> Kısa problem 1: Aşağıdaki seçilmiş metinde geçen "Nüfus artışımız ilk defa Avrupa ortalamasının altına düşmüş." cümlesini İngilizceye çeviriniz.

> Seçilmiş metin:

Mustafa Cemal TOMAR
VAH! VAH! BENİM GENÇLİĞİM
VAH! VAH! BENİM GENÇLİĞİM
Bir ülkenin iyi yönetildiğini anlamak için gemçliğine bakmamız yeterlidir. Gençlik, milli-manevi değerlere bağlı mı, vatanını, milletini, bayrağını, dinini seviyor mu, tahsili sırasında çağın gereklerine uygun eğitim alıyor mu, sonuçta gençliğe iş imkânı sağlanabiliyor mu, buna bakmamız lâzım. Zira gençlik! bizim geleceğimizin teminatıdır.
Bizim ülkede yukarda kısaca vurgulamaya çalıştığım değerlerin hiç birisi yok maalesef! Koskoca gençliğimiz heba ediliyor, israf ediliyor, en büyük israf gençliği israf etmektir. Telâfisi mümkün değildir.
12 sene zorunlu olarak bir eğitime tabi tuttuk gençliği, üniersite sayısını da 70' den 170'e çıkardık. Nüfusumuzun 1/8'i yani 8 milyonu üniversitede okuyor. Geri kalmış , ihracatı bizden altı kat daha fazla olan ve bizi kıskanan Almanya'da 1.8 milyonu, üniversitede okuyor. Biz mezun ettiğimiz öğretmen- mühendis-avukat-işletmeci-iktisatçı...vs. bunların ancak 1/100'ü mesleğine uygun doyurucu maaşla iş bulabiliyor. Geri kalanları kaldırıp sokağa atıyoruz, sahip çıkmıyoruz. Devletimiz de özel sektör de sahip çıkmıyor.
Üniversite diplomasını büyük bir tören esnasında rektörün elinden almış, ben de artık üniversite mezunu oldum, mühendisim, öğretmenim, diyebilen bu gençlik maalesef! sonunda "sen de işsizlik ordusuna katıl" diyoruz, iş yok, aş yok. Memleketimizde 2.000.000'a yakın diplomalı işsiz gencimiz var. Nüfus artışımız ilk defa Avrupa ortalamasının altına düşmüş. Çünkü evlenme yaş ortalaması 29.5'e yükselmiş. Ülkemizde yaşayan mültecilerin evlenme yaş ortalaması sadece 15'dir. 29 yaşına gelen Suriyeli bir kadın ortalama 6 çocuk doğuruyor. Bizde ise yeni evleniyorlar.
Ülkemizi yıllardan beri yönetenlere açık destek veren kardeşlerimizin evlâtları öyle ya da böyle istihdam ediliyor. Bundan da mutlu oluyorlar. Bu mutluluk yönetime karşı olan bağlılıklarını sağlıyor.
Diğer taraftan aynen senin evlâtların gibi milyonlarca diplomalı gençlik var. Sokağa atılmış, işsiz, utana utana baba parası yiyor, evlenemiyor, yuva kuramıyor, yıllardan beri sevgilisine kavuşamıyor, soranlara mesleğini söyleyemiyor bu durum sizi hiç üzmüyor mu?

> Alıştırma verileri:
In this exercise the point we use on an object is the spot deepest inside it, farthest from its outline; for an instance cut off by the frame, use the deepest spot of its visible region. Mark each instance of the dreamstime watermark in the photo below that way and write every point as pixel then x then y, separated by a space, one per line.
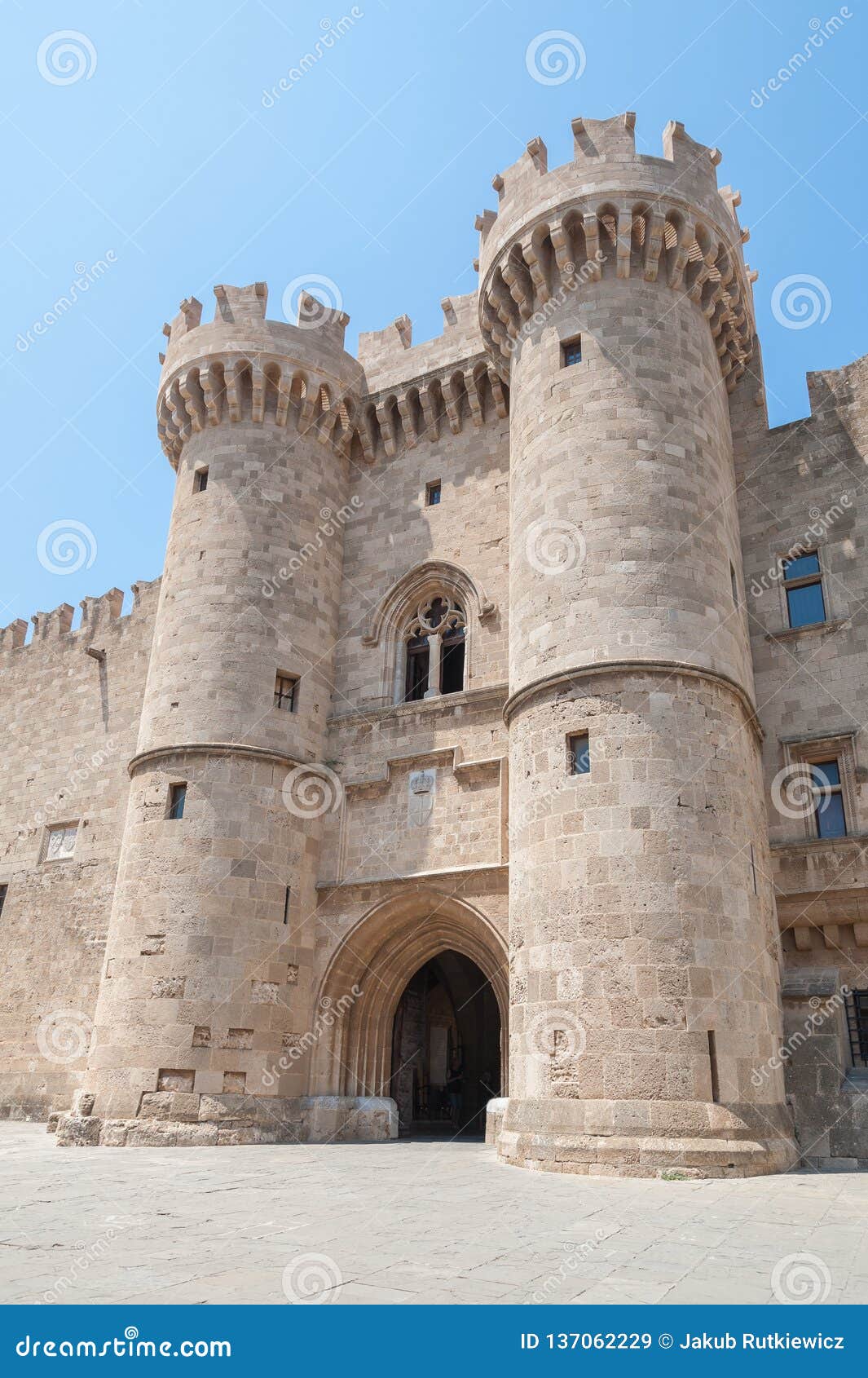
pixel 86 766
pixel 571 281
pixel 311 790
pixel 86 1256
pixel 820 523
pixel 66 57
pixel 83 281
pixel 554 546
pixel 331 35
pixel 64 1036
pixel 556 57
pixel 801 1279
pixel 311 1279
pixel 66 546
pixel 556 1034
pixel 801 301
pixel 329 1013
pixel 818 36
pixel 801 790
pixel 329 524
pixel 822 1012
pixel 309 299
pixel 575 1254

> Kısa problem 2: Yukarıdaki listenin ilk satırından başlayıp "pixel 86 1256" ifadesini içeren satırda biten satırları, her iki uç dahil olmak üzere, "Sıra" ve "Satır" sütunlarından oluşan bir Markdown tablosuna dönüştürünüz. Boş satırlar ve resimler tabloya alınmamalıdır.

> Doğru cevap 1: For the first time, our population growth has fallen below the European average.

> Doğru cevap 2:
| Sıra | Satır |
|---|---|
| 1 | In this exercise the point we use on an object is the spot deepest inside it, farthest from its outline; for an instance cut off by the frame, use the deepest spot of its visible region. Mark each instance of the dreamstime watermark in the photo below that way and write every point as pixel then x then y, separated by a space, one per line. |
| 2 | pixel 86 766 |
| 3 | pixel 571 281 |
| 4 | pixel 311 790 |
| 5 | pixel 86 1256 |